-- Start --

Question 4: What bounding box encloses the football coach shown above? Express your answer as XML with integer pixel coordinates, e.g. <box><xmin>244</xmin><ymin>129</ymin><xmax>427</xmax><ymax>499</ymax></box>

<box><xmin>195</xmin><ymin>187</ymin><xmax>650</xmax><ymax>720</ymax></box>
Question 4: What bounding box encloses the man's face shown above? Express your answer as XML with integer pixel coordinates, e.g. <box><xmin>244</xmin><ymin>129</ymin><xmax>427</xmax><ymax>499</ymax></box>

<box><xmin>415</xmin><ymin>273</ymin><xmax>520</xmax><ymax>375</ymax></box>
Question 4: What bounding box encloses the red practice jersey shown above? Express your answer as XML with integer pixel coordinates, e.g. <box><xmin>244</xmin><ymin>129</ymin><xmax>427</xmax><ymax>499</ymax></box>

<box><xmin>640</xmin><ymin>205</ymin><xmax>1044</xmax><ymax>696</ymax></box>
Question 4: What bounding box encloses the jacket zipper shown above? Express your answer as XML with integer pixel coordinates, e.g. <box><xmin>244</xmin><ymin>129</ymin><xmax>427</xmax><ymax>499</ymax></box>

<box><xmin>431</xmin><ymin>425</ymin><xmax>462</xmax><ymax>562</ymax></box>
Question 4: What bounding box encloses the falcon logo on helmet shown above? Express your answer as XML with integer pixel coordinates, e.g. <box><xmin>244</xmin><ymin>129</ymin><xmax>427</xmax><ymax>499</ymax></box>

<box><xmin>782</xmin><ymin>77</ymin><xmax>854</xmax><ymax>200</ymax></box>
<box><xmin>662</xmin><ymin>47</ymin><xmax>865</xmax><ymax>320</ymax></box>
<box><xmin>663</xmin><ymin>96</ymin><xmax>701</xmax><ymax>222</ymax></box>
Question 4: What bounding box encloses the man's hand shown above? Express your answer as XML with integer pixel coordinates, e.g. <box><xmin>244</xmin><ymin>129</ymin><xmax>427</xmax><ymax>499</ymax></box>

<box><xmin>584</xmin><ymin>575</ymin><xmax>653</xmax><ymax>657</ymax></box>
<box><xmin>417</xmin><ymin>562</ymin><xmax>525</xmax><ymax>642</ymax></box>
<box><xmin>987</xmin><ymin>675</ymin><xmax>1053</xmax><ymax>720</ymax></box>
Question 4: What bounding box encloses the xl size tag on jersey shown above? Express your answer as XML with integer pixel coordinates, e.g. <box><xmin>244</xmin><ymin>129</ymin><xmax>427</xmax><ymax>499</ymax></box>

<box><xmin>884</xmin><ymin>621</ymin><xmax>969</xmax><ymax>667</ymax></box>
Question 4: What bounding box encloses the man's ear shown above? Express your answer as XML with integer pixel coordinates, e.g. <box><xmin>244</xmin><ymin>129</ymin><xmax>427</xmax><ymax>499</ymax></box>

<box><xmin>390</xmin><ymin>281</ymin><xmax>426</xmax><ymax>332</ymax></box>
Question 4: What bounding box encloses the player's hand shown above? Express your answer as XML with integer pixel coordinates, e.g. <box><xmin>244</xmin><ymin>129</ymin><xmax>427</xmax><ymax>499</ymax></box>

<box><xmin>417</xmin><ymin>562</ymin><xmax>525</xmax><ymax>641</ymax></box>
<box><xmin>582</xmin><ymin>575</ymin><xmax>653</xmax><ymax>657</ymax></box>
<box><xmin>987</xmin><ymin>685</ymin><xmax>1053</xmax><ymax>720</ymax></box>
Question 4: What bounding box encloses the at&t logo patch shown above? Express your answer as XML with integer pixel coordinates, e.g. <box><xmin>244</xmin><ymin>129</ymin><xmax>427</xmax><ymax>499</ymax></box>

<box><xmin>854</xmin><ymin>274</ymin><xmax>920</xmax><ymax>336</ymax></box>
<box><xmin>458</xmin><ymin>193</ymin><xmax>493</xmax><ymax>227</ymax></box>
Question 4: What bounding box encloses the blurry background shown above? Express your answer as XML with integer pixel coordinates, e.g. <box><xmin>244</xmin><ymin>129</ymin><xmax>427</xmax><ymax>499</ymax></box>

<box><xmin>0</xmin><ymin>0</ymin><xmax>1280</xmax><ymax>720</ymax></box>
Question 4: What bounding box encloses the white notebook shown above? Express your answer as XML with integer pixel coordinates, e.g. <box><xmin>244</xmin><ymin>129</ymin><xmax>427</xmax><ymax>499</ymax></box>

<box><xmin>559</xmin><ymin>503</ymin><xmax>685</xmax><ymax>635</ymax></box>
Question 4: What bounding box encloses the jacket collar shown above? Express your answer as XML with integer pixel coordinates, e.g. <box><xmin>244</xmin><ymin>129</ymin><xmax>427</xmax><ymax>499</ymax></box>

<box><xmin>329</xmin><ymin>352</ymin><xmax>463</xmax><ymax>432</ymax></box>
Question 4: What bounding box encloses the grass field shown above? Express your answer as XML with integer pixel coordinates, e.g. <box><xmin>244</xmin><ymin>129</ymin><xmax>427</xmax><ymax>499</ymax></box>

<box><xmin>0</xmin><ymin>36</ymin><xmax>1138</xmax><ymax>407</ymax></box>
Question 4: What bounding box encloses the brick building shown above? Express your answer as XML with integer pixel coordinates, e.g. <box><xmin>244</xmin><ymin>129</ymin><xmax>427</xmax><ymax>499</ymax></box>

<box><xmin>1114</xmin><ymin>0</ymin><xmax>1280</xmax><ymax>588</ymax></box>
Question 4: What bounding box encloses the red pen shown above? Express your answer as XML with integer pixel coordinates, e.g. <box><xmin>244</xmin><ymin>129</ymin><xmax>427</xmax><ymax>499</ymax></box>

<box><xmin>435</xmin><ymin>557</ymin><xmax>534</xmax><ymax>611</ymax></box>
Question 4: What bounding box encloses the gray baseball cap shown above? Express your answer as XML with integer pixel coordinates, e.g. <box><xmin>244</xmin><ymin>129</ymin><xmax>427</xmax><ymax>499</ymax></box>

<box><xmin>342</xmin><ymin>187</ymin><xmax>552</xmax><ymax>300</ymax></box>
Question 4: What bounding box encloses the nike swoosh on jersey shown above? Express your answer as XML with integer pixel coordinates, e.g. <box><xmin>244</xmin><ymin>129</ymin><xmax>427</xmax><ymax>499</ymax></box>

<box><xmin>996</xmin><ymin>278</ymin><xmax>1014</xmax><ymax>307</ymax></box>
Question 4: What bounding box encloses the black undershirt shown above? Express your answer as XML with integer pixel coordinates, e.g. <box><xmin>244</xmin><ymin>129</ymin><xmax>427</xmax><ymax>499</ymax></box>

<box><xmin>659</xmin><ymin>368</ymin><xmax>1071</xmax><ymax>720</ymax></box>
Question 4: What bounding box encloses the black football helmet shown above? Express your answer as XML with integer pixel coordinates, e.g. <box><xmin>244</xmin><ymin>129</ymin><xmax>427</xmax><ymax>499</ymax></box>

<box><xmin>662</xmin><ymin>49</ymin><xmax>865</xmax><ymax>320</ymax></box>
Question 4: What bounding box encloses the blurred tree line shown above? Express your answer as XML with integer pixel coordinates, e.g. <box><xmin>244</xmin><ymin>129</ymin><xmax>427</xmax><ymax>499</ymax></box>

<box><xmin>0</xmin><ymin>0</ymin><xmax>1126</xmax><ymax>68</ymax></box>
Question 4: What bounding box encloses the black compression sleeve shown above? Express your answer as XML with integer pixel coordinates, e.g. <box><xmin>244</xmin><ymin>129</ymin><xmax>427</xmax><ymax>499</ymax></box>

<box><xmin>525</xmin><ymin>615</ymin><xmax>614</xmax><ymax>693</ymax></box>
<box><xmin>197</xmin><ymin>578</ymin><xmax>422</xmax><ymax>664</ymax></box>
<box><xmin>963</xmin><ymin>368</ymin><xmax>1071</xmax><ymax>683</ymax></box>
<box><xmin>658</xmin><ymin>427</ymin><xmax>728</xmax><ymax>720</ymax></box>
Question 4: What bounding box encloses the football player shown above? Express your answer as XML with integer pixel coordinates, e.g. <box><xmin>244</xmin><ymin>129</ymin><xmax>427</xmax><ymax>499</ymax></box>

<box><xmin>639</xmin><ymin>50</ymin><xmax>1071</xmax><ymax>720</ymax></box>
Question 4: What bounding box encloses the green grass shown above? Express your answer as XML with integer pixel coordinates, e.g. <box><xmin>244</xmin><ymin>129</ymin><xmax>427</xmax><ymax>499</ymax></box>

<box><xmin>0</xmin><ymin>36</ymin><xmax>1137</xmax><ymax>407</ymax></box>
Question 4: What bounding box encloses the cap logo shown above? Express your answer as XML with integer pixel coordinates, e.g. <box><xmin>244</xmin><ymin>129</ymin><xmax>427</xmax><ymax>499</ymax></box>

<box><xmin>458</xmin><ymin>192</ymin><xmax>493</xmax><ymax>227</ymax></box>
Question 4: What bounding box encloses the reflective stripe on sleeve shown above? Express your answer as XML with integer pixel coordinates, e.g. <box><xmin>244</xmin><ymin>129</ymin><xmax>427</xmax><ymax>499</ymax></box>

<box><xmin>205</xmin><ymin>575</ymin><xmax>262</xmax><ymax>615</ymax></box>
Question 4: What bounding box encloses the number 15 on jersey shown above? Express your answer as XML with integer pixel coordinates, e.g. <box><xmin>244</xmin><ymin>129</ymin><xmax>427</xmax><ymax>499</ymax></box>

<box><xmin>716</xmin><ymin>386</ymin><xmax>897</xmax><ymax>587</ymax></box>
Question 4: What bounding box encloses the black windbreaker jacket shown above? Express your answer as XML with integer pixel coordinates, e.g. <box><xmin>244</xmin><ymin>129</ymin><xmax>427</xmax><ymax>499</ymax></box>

-- End --

Count the lines in the items above that contain the string "sleeve", matching case exactly. Reply with the number alone.

## RESPONSE TO THIS EXERCISE
2